(Data records)
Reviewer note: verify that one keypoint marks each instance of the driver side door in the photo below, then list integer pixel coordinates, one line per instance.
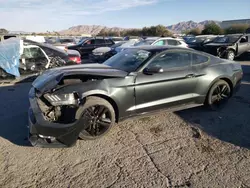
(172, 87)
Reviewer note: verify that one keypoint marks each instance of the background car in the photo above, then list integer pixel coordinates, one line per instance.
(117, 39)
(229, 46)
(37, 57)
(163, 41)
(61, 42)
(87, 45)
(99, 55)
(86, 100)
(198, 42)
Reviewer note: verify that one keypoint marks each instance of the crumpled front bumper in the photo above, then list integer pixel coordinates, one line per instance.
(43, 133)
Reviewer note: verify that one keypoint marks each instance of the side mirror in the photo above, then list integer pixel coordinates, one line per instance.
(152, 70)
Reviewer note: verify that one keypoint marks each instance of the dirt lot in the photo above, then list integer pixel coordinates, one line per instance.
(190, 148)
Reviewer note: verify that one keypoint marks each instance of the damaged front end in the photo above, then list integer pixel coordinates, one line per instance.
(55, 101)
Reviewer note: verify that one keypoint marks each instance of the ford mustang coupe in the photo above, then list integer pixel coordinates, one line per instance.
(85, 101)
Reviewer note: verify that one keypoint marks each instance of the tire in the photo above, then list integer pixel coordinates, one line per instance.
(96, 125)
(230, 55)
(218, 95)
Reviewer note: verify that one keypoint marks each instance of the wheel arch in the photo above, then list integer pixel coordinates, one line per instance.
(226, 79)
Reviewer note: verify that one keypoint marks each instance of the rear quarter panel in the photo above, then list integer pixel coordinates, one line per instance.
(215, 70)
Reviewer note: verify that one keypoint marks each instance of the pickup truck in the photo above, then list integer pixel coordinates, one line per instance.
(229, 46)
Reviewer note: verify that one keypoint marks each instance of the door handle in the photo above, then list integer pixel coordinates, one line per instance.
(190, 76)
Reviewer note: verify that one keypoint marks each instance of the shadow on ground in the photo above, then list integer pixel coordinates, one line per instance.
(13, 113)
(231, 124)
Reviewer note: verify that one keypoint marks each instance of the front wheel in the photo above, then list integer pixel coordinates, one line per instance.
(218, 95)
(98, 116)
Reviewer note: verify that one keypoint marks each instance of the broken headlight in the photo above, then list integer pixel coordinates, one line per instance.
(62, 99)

> **Required task**
Return all the entries word for word, but omit any pictures they contain.

> **The response**
Reviewer note: verify that one keypoint marks each instance of the driver side door in the photo below, then list integer pixel coordinates, one line per instance.
(172, 87)
Reviewer note: verify that one keypoint marks each instance of the background car in the photo above, then list integer pixel coordinates, one line per instance.
(117, 39)
(229, 46)
(37, 57)
(163, 41)
(61, 42)
(87, 45)
(99, 55)
(86, 100)
(198, 42)
Reviewer note: verify that one keypoint marks each instance of the crumpled front bumper in the photo above, then list integer pixel coordinates, one line per instance.
(43, 133)
Reviewer note: verify that one keypoint marks each instance of the side mirror in the photo above, then list integer pixel coordinates, one line per instance.
(152, 70)
Reviewer note: verify that one keypoint marks each instance of the dirt lot in the photo above, then list integer pixel coordinates, one line per instance.
(190, 148)
Reviewer note: verify that one keypoint marks each instance of the damaged front end in the photo above, then list integer pixel coordinates, one line per instance.
(55, 101)
Reviewer note: verify that one keypoint marks each instance of the ford mustang coupe in the photo above, then list integer pixel coordinates, one line per instance.
(85, 101)
Reviewer note: verify that one keypoint marks each instance of the tire in the photo above, then list integer pixel coordinates, one line per instance.
(96, 125)
(230, 55)
(218, 95)
Reviewer note: verify that one keypoint marks each instance of the wheel arch in the photo above, then list integer pixel coordinates, one line per instance.
(226, 79)
Reviewer note: verify that one keypoint marks each instance of the rear quarter panel in the photo above, then list integer pixel coordinates, one line per instance.
(215, 70)
Reviewer note: verify that one keypoint marks each instance of the pickup truck in the photo above, then list integer pixel coordinates, one line per instance.
(229, 46)
Reviewer note: verify that one keypoint marks each instance of the door handle in the photo above, then list integer pixel coordinates, one line per instance.
(190, 76)
Reviewer note: verify that one keypoint marks each instance of the shadow on ground in the photo above, then list integer pixel coordinates, one line per instance.
(13, 113)
(231, 124)
Reviewer note: verify that one keypoint marks each instance of the front wheel in the photo above, then list integer pixel coordinates, one line per instance.
(218, 95)
(98, 116)
Reviewer note: verify that one keypoint marks each instance of the broken headlight in the photo above, then list integer pixel coordinates, one line per instance.
(62, 99)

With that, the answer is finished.